СТРАНИЦА:
Образовавшуюся пустоту заполнил евангелический протестантизм, но у него
есть свои серьезные недостатки. Как пишет обозреватель New York Times
Росс Даузет (Ross Douthat) в своей новой безжалостной книге «Дурная
религия: как мы стали нацией еретиков» («Bad Religion: How We Became a
Nation of Heretics»), многие евангелические христиане из пригородов
веруют в евангелие успеха, согласно которому христианская жизнь
обеспечивает богатство и процветание. Есть среди них и сторонники
буквального толкования Библии, закрывающие глаза на полтора столетия
исследований, которые ясно доказали, что канонические Евангелия были
написаны спустя десятки лет после проповеди Иисуса и являются копиями
копий историй, рассказанных людьми с небезупречной памятью. Есть и те,
кто верит, что Земле всего 6 тысяч лет, хотя в свете науки и разума это
очевидно не соответствует действительности. При этом, как вы думаете,
какая группа населения в Америке, по данным опросов, чаще всего
поддерживает пытки подозреваемых в терроризме? Евангелические христиане.
Что-то с ними всерьез не так. Эта версия христианства явно паникует
перед лицом современности и боится некоего неопределенного «другого».

Фрагменты данных с точками указания
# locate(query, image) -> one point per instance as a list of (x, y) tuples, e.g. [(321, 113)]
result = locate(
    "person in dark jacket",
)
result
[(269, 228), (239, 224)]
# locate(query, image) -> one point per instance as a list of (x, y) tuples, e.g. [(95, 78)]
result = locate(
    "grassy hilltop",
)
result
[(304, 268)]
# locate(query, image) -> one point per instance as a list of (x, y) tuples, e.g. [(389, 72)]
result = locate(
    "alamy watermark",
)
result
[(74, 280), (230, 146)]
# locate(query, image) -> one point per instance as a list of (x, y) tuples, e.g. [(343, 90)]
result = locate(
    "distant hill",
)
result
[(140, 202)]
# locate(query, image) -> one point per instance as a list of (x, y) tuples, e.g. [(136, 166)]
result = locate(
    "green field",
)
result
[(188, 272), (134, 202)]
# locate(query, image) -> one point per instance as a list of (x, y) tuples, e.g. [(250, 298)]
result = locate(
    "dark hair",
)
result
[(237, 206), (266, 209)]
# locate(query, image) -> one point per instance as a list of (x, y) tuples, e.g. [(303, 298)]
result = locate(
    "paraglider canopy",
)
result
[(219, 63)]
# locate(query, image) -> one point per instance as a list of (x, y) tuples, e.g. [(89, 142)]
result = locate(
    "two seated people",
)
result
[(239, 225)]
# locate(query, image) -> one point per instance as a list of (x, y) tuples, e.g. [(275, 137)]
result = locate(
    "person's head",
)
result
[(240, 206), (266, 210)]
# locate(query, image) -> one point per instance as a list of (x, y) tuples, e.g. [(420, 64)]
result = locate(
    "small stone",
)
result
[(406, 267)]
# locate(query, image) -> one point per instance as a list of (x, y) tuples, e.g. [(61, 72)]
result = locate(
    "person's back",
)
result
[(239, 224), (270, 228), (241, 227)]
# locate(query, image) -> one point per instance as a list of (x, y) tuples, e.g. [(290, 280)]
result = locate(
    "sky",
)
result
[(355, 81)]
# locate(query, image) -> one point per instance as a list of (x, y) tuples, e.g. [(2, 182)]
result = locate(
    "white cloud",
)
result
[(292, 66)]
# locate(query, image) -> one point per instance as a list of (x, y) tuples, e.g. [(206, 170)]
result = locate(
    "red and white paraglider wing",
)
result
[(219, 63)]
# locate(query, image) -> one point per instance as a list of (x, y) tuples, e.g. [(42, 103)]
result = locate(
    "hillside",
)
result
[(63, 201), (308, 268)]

ВАШЕ ЗАДАНИЕ: Продолжите текст о евангелическом протестантизме в Америке, начав сразу после его последнего предложения.

ИТОГОВЫЙ РЕЗУЛЬТАТ:
Между тем такое поведение резко противоречит рефрену, который часто
звучал в речах Иисуса: «Не бойтесь». Джефферсон бы вздрогнул от такого
христианства.
Подозреваю, что Иисуса из Назарета оно бы тоже
поставило в тупик. Те вопросы, которым оно сегодня занято, просто
отсутствуют как в обычном тексте Нового завета, так и в его
джефферсоновской версии. Иисус ни слова не говорил о гомосексуальности и
абортах, а все, что он говорил о браке, сводилось к осуждению развода
(который стал обычным делом среди американских христиан) и прощению
супружеской измены. Семья? В юности он публично отрекся от родителей, и
призывал своих учеников, если они хотят следовать за ним, оставить
родных. Секс? Он придерживался целибата и, как и его последователи,
говорил о грядущем Конце света, который делает размножение неактуальным.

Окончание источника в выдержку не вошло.